- _Passage given_:

-- start --

RETHINKING THE ROLE OF GRADIENT-BASED ATTRI-BUTION METHODS FOR MODEL INTERPRETABILITY

Abstract

Current methods for the interpretability of discriminative deep neural networks commonly rely on the model's input-gradients, i.e., the gradients of the output logits w.r.t. the inputs. The common assumption is that these input-gradients contain information regarding p θ (y | x), the model's discriminative capabilities, thus justifying their use for interpretability. However, in this work we show that these input-gradients can be arbitrarily manipulated as a consequence of the shiftinvariance of softmax without changing the discriminative function. This leaves an open question: if input-gradients can be arbitrary, why are they highly structured and explanatory in standard models? We investigate this by re-interpreting the logits of standard softmax-based classifiers as unnormalized log-densities of the data distribution and show that input-gradients can be viewed as gradients of a class-conditional density model p θ (x | y) implicit within the discriminative model. This leads us to hypothesize that the highly structured and explanatory nature of input-gradients may be due to the alignment of this class-conditional model p θ (x | y) with that of the ground truth data distribution p data (x | y). We test this hypothesis by studying the effect of density alignment on gradient explanations. To achieve this density alignment, we use an algorithm called score-matching, and propose novel approximations to this algorithm to enable training large-scale models. Our experiments show that improving the alignment of the implicit density model with the data distribution enhances gradient structure and explanatory power while reducing this alignment has the opposite effect. This also leads us to conjecture that unintended density alignment in standard neural network training may explain the highly structured nature of input-gradients observed in practice. Overall, our finding that input-gradients capture information regarding an implicit generative model implies that we need to re-think their use for interpreting discriminative models.

-- end --

- _Written instruction 1_:
Answer these questions using the abstract on gradient-based attribution:
(a) What algorithm do the authors use to achieve density alignment?
(b) How are the logits of standard softmax-based classifiers reinterpreted?
(c) According to the experiments, what happens when the alignment of the implicit density model with the data distribution is reduced?
- _Written instruction 2_:
Using the abstract on gradient-based attribution, explain why the authors conclude that the use of input-gradients for interpreting discriminative models needs to be rethought.

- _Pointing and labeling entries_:
-- start --

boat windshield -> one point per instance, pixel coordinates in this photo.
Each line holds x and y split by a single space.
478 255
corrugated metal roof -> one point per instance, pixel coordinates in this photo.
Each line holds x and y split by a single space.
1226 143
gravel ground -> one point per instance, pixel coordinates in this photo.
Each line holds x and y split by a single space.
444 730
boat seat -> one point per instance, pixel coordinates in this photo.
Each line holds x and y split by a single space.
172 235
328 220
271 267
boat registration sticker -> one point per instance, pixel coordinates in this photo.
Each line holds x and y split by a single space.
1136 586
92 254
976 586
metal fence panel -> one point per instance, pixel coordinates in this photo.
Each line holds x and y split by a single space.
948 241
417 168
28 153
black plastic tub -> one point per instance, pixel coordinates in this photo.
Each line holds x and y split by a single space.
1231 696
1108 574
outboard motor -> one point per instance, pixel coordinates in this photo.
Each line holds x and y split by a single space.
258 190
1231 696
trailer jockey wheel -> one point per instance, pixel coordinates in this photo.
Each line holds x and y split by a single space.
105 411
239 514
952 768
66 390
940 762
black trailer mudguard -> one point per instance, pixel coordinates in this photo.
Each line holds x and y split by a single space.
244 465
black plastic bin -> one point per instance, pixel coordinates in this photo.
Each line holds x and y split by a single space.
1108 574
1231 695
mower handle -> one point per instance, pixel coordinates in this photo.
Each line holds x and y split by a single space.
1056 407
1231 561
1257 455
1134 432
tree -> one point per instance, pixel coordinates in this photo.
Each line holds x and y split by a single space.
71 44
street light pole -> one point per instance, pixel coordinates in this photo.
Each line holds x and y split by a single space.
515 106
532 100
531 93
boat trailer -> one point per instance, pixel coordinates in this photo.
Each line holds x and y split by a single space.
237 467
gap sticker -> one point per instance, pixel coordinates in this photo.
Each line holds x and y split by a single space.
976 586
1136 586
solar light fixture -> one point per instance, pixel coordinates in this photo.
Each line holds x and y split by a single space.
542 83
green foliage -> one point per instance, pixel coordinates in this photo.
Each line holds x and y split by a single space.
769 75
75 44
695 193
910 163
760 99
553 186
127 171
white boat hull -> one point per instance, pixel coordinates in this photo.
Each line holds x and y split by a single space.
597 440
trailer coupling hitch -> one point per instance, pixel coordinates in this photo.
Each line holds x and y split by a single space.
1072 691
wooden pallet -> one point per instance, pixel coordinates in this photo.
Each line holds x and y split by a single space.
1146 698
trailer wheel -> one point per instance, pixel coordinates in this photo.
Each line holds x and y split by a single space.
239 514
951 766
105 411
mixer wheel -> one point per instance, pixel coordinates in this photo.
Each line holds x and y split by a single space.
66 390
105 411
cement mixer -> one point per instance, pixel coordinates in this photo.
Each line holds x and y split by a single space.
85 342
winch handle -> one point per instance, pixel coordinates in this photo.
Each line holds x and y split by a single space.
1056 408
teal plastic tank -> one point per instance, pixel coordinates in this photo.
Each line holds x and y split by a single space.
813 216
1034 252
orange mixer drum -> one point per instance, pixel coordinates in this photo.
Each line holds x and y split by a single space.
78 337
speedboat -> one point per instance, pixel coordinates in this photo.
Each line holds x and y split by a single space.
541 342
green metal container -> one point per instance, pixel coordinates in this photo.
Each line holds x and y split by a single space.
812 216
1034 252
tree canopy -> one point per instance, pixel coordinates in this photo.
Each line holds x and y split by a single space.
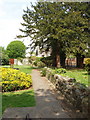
16 49
59 27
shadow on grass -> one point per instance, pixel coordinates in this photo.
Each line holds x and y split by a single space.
23 98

-- end --

- _Written solution 1_:
(a) Score-matching.
(b) They are reinterpreted as unnormalized log-densities of the data distribution.
(c) It has the opposite effect of improving alignment, so gradient structure and explanatory power are weakened.

- _Written solution 2_:
Input-gradients are assumed to carry information about p θ (y | x), the model's discriminative function. The authors find instead that they capture information about an implicit class-conditional generative model, p θ (x | y). They also show that input-gradients can be arbitrarily manipulated without changing the discriminative function.